Coordinate annotation entries:
+++++

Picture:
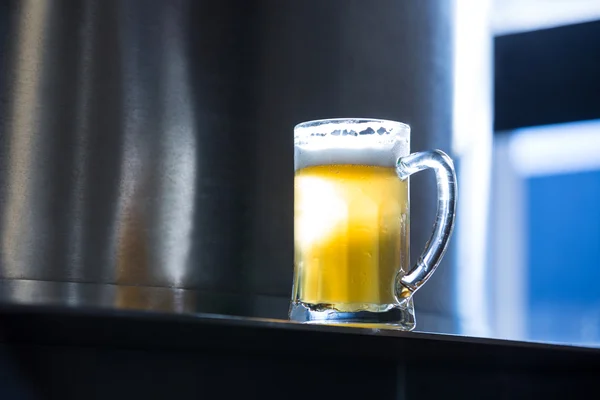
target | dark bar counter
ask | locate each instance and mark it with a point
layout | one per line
(74, 353)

+++++

PROBLEM REQUIREMENTS: Copy the records above word for word, leaving out the pictures.

RESULT OF THE TASK:
Picture:
target | dark bar counter
ask | locate each instance and mark it with a point
layout | one per line
(74, 353)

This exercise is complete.